### WORK INSTRUCTIONS
Update the records that follow by changing "Indicate every instance" to "Mark each instance" everywhere it occurs, with nothing else altered. Omit the pictures from your answer.

### PROVIDED INFORMATION
━━━━━━━━━━━━━━━━━━━━

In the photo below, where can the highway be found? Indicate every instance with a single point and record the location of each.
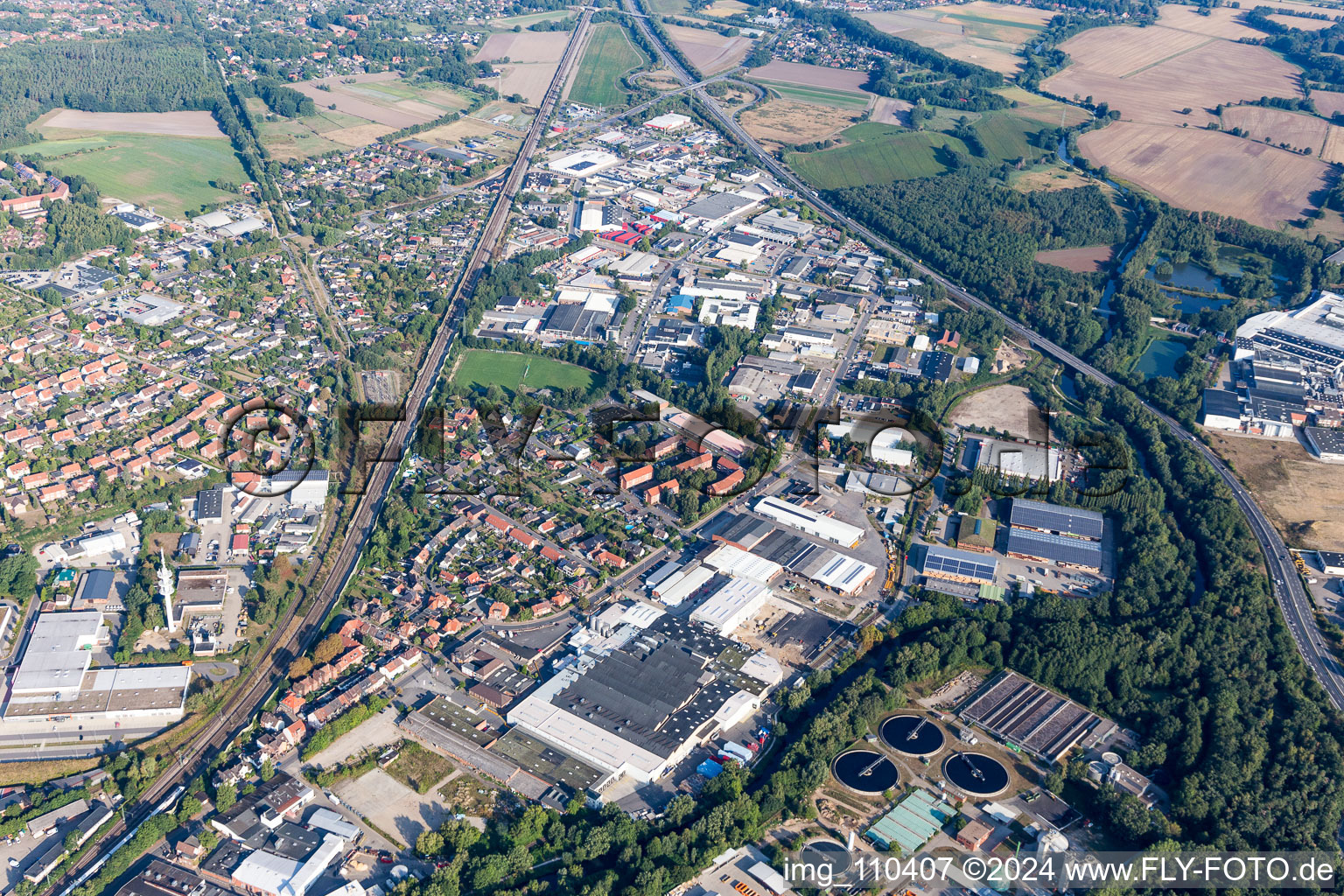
(1285, 582)
(293, 634)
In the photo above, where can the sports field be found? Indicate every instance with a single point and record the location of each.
(481, 368)
(877, 152)
(608, 58)
(171, 173)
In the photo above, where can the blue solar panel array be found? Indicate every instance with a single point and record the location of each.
(1060, 549)
(1051, 517)
(960, 564)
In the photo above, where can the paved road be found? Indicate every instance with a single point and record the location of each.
(292, 633)
(1288, 587)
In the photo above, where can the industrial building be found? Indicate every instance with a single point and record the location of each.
(55, 679)
(738, 564)
(1025, 715)
(639, 710)
(732, 605)
(953, 564)
(815, 524)
(1054, 534)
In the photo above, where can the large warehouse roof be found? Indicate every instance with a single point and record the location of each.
(809, 522)
(950, 562)
(1051, 517)
(737, 562)
(58, 652)
(1060, 549)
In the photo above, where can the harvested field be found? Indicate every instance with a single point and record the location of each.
(1048, 178)
(797, 73)
(534, 57)
(709, 50)
(1328, 101)
(787, 122)
(1298, 130)
(1152, 74)
(1301, 23)
(523, 46)
(1043, 109)
(168, 124)
(1221, 22)
(1208, 171)
(1334, 150)
(889, 110)
(1303, 497)
(383, 98)
(1083, 260)
(1004, 409)
(985, 34)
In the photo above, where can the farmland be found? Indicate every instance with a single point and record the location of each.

━━━━━━━━━━━━━━━━━━━━

### COMPLETED EXERCISE
In the photo below, where can the highway be found? Mark each instance with a single point and record the location of each.
(1285, 582)
(293, 634)
In the photo above, where can the sports field be found? Mark each instance with a single point and record the location of each.
(481, 368)
(877, 152)
(608, 58)
(171, 173)
In the photo above, where can the blue solar panel array be found? Mark each instance with a single point and record the location of each.
(1060, 549)
(1051, 517)
(960, 564)
In the photo above, where can the paved road be found? Mark each instance with a single point and record the location of each.
(292, 633)
(1288, 587)
In the photo above, where can the industrial building be found? Mark each instance with a single point and record the location of each.
(55, 679)
(738, 564)
(1025, 715)
(639, 710)
(732, 605)
(953, 564)
(815, 524)
(1054, 534)
In the photo above, where can the large warehouse roof be found? Mark each instance with a single point and record the location of each.
(809, 522)
(950, 562)
(1051, 517)
(737, 562)
(58, 652)
(1060, 549)
In the photo above, where can the harvested field be found? Mark each instance with a single point and record the location of each.
(1048, 178)
(797, 73)
(534, 57)
(709, 50)
(1328, 101)
(787, 122)
(1298, 130)
(1152, 74)
(1301, 23)
(523, 46)
(1043, 109)
(168, 124)
(1221, 22)
(1208, 171)
(1334, 150)
(889, 110)
(1303, 497)
(383, 98)
(1083, 260)
(1004, 409)
(985, 34)
In the photo above, where can the farmland be found? Mark each instance with a single point and record the location of each.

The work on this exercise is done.